Task objective: Convert all the lines below into a two-column CSV with the headers request and answer, one row per request. Put each request's text and its answer in their own quoted fields, replacing line breaks with spaces.

[Dataset entries]
————————

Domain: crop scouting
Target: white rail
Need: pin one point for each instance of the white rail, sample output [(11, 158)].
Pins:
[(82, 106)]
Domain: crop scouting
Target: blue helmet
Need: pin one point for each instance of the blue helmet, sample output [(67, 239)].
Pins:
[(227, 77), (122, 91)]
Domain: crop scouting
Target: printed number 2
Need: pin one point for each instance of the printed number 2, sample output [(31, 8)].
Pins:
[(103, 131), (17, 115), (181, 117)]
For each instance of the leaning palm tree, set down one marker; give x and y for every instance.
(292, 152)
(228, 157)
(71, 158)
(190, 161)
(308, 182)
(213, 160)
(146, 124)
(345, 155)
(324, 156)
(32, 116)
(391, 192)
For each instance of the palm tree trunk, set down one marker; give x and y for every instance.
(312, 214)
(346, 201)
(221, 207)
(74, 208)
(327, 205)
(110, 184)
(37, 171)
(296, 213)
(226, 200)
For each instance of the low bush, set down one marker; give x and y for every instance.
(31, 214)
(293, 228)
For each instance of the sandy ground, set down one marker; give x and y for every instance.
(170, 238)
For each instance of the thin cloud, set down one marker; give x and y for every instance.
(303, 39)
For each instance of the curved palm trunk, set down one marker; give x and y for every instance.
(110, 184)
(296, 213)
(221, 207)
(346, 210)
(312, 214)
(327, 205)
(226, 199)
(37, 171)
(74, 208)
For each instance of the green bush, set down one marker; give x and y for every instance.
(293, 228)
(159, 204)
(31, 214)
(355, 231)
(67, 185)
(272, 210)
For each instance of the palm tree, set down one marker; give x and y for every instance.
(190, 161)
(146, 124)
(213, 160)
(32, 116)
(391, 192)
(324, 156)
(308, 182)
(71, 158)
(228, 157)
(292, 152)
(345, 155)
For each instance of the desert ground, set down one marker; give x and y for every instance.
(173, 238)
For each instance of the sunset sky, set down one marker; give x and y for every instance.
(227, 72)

————————

Response:
request,answer
"Domain: crop scouting Target: white rail Need: pin one point for each instance of the white rail, sample output [(11, 158)]. Pins:","[(82, 106)]"
"Domain: crop scouting Target: blue helmet Need: pin one point for each instance of the blue helmet, sample output [(67, 239)]. Pins:","[(227, 77), (122, 91)]"
"Domain: crop scouting Target: printed number 2 Need: pin one point for each instance of the printed number 2, sample output [(31, 8)]. Pins:","[(103, 131), (17, 115), (181, 117)]"
"For each instance of the leaning palm tree, set down one marker; give x and y for every instance.","(292, 152) (228, 157) (71, 158) (190, 161) (308, 182) (213, 160) (146, 124) (345, 155) (324, 156) (32, 116) (391, 192)"
"For each instance of the palm tree trunk, set down one marker; give x and y for every instance.","(312, 214) (346, 201) (221, 207) (74, 208) (327, 205) (110, 184) (37, 171) (296, 213) (226, 200)"
"For each instance of the low bush, set down one marker; give x and y for every instance.","(31, 214) (293, 228)"
"For each instance of the sandy ground, set down one marker; give x and y for every instance.","(170, 238)"
"For each instance of the thin cloud, set down one marker; give x and y for every instance.","(303, 39)"
"For each instance of the curved palm trunk, set down one marker; give x and y for every instance.","(110, 184) (296, 213) (221, 207) (346, 210) (312, 214) (327, 205) (226, 199) (37, 171) (74, 208)"
"For each instance of the green bush, set down one marker; give x and y for every instance.","(293, 228) (159, 204) (31, 214) (355, 231) (67, 185) (272, 210)"
"For each instance of the palm tree, set down one marker; give x and y for every instance.","(190, 161) (146, 124) (213, 160) (32, 116) (391, 192) (324, 156) (308, 182) (71, 158) (228, 157) (292, 152) (345, 155)"
"For each instance of the desert ground, set down one marker; give x and y for every instance.","(173, 238)"
"For each instance of the sunset sky, set down one marker; give x and y for every instance.","(227, 72)"